■ Exercise
Show each line of the records below that contains the word "cooked". Case matters.

### Excerpted records

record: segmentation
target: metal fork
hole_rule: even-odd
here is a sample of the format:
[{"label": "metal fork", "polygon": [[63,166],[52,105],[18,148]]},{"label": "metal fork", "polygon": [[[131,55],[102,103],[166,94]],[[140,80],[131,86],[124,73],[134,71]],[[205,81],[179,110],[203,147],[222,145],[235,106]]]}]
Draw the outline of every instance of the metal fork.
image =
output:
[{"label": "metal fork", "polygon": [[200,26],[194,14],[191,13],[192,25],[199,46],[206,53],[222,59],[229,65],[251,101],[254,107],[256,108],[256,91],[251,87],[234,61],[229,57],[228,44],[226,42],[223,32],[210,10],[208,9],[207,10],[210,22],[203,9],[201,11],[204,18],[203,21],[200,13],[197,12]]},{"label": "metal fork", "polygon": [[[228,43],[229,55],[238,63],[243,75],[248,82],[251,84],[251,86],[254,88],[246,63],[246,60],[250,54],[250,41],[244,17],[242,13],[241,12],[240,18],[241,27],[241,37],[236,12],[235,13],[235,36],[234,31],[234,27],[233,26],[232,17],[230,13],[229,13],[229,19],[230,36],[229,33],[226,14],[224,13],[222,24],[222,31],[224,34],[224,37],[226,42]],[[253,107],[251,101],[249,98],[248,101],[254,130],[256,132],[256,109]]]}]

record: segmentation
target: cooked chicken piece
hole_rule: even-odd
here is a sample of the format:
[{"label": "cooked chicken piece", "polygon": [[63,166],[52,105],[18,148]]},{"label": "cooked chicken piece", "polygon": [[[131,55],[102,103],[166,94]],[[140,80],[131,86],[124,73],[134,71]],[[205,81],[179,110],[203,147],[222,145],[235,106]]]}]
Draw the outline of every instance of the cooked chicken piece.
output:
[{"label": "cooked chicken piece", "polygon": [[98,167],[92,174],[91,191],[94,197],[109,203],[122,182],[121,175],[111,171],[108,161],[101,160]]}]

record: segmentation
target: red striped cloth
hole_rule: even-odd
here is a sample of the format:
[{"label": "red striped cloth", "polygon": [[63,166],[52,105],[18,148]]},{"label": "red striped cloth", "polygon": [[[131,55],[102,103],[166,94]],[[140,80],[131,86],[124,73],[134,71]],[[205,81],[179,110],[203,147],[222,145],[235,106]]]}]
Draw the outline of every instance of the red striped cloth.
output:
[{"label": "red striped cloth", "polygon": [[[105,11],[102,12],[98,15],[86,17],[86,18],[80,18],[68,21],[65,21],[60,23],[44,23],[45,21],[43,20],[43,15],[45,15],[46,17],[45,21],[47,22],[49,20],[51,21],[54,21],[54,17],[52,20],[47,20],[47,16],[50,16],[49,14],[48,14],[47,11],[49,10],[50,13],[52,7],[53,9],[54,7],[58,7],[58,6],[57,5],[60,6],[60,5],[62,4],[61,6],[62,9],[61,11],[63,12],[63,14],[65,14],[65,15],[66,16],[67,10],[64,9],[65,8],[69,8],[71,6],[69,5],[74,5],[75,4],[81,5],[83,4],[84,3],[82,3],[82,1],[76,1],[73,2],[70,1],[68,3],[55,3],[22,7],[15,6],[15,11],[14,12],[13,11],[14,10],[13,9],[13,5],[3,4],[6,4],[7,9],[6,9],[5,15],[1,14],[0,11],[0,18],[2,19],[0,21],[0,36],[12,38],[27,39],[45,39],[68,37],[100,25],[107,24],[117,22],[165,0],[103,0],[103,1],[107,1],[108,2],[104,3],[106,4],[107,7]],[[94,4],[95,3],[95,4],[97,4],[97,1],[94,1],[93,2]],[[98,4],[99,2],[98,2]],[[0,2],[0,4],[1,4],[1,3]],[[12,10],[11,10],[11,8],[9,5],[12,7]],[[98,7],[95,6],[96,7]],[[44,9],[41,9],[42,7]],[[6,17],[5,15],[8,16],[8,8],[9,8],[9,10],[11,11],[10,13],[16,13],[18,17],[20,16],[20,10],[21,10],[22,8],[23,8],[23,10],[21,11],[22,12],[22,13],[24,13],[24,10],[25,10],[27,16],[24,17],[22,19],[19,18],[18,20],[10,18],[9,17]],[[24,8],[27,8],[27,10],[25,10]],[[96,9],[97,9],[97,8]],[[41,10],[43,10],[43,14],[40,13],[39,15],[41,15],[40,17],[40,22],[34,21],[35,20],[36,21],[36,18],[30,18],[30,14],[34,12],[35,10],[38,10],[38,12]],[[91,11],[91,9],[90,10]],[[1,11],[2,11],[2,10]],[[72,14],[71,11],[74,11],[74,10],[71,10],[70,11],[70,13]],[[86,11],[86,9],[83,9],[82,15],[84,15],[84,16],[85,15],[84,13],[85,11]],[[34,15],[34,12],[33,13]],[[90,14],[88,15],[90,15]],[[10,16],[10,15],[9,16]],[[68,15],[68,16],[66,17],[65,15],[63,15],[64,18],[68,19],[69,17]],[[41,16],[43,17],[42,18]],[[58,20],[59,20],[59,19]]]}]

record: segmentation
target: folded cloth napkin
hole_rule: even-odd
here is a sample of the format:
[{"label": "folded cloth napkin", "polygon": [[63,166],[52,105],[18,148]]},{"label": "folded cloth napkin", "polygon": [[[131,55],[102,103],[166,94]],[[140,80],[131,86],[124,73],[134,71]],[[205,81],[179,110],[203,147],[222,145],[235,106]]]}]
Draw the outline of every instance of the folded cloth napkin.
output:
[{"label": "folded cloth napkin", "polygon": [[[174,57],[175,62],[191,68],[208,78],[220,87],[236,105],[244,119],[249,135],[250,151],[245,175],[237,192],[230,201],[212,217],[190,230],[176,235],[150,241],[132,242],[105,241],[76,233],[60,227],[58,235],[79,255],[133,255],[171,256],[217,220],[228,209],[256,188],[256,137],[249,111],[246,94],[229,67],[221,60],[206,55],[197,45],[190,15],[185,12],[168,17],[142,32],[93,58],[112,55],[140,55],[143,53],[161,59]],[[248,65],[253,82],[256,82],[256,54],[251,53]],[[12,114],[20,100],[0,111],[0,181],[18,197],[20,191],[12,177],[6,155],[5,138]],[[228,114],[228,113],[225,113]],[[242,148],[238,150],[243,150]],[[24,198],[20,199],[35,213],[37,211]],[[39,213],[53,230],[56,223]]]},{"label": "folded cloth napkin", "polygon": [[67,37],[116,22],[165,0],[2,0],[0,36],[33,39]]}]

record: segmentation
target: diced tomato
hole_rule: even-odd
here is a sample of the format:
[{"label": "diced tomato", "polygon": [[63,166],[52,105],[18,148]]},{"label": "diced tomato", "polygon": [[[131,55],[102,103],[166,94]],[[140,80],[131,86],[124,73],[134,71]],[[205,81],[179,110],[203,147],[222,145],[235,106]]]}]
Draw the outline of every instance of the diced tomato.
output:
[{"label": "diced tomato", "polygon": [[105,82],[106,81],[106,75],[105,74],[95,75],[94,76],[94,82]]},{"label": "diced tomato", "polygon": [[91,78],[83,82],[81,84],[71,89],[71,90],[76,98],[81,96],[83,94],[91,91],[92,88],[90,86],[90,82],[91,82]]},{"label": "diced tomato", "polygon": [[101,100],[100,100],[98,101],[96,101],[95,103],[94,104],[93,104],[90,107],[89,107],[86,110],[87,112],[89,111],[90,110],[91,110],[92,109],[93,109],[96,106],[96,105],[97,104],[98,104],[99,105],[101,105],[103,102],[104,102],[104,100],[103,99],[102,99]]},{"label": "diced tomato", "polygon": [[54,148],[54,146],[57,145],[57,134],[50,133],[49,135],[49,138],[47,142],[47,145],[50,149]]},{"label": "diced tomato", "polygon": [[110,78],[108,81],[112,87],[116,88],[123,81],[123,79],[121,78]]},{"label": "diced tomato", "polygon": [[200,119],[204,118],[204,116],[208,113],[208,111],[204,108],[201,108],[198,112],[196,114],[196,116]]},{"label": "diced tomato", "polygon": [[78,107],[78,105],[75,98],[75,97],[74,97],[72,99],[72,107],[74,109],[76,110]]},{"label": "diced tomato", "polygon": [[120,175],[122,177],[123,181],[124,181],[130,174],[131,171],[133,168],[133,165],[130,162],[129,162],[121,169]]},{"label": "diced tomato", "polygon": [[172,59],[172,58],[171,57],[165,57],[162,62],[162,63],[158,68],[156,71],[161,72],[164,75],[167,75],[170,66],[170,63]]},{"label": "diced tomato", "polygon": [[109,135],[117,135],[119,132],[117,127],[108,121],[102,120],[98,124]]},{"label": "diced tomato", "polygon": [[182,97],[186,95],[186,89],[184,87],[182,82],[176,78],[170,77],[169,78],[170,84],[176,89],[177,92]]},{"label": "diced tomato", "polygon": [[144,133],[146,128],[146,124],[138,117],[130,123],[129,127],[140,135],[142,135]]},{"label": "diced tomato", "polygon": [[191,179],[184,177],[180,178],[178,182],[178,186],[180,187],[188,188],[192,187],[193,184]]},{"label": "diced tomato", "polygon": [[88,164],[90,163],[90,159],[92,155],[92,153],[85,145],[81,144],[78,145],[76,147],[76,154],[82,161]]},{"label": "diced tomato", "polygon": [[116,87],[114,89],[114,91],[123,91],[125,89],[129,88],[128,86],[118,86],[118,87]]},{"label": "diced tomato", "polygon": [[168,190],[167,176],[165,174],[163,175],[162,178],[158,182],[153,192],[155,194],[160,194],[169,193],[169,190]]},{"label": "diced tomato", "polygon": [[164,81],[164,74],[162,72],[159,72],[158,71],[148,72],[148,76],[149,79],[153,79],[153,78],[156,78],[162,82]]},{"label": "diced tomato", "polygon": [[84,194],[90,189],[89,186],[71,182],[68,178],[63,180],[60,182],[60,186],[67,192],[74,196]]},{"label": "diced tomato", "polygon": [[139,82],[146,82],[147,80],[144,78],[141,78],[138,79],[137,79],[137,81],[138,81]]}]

######

■ Solution to this problem
target: cooked chicken piece
[{"label": "cooked chicken piece", "polygon": [[63,166],[52,105],[18,148]]},{"label": "cooked chicken piece", "polygon": [[[131,55],[102,103],[166,94]],[[140,80],[131,86],[124,73],[134,71]],[[205,81],[179,110],[203,147],[222,145],[235,106]]]}]
Draw the outline of every instance of the cooked chicken piece.
[{"label": "cooked chicken piece", "polygon": [[98,167],[92,174],[91,191],[94,197],[109,203],[122,182],[121,175],[111,171],[108,161],[101,160]]}]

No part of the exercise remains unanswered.